Da fare
Rispondi a queste domande sull'estratto:
1. In quale città vivono all'inizio Eva e suo marito?
2. Che cosa li spinge a lasciare la metropoli?
3. Come si comporta Kevin con il padre?

====== Estratto del documento

"È la paura che ci ha fatto inventare i limiti e i confini. Il confine non esiste, né nei pensieri né nei sentimenti" (Liv Ullman, "Sinfonia d'autunno")
Eva (Tilda Swinton), donna indipendente e affermata sul lavoro, è sposata a un uomo che ama e con cui vive a New York. Una gravidanza inaspettata, però, li indurrà a lasciare la metropoli per la più tranquilla provincia. Fin dai primi anni il rapporto con il primogenito Kevin si rivelerà tormentato con la madre e conciliante con il padre. Kevin crescerà, e con lui la sua attitudine mefistofelica.
"...E ora parliamo di Kevin" scardina, pezzo dopo pezzo, tutta quella mitologia precedente, suffragata da pubblicità pampers et similia, che aveva innalzato la maternità a momento estatico di amore che non conosce intermezzi né zone d'ombra. Non è così. E non solo perché la neomamma può essere colta in flagranza di depressione post partum, ma perché l'amore - nonostante i nove mesi di simbiotica comunione che lega la mamma al suo bambino - non è qualcosa che coviamo aprioristicamente, come l'idea platonica, e con cui, automaticamente, incensiamo il nostro pargolo. La maternità ci chiede sacrifici e pazienza; una disposizione d'animo improntata all'altro, piuttosto che all'io, e l'amore (della madre verso il figlio e/o del figlio verso la madre) lo acquisiamo e lo costruiamo e, ebbene sì, potrebbe perfettamente non esserci.
Eva concepisce la maternità come un attacco alla sua personalità, e per questo ha bisogno di arredare una stanza per sé, in cui allontanarsi da tutti e riconciliarsi al suo mondo perduto. Vive con ostilità il rapporto con Kevin, non ne sopporta il pianto ininterrotto e perfino l'assordante trivella dei lavoratori può apparire una candida sinfonia se ci soffoca le frustrazioni. Kevin - ogni bambino è una spugna impregnata degli stimoli che trasmettiamo loro - introietta l'insoddisfazione della madre e inizia a inscenare una serie di dispetti (dal mutismo iniziale in poi) che hanno lo scopo di smascherare la madre e metterla di fronte alla sua abiezione. Il rapporto col padre - indulgente e un po' assente - si svolge, invece, in maniera completamente antitetica e Kevin si mostra affettuoso e ubbidiente, acuendo il risentimento di Eva.

============
====== Dati forniti

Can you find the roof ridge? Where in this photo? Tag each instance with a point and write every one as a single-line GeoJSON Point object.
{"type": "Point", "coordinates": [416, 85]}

============

Risposta
1. A New York.
2. Una gravidanza inaspettata.
3. Si mostra affettuoso e ubbidiente.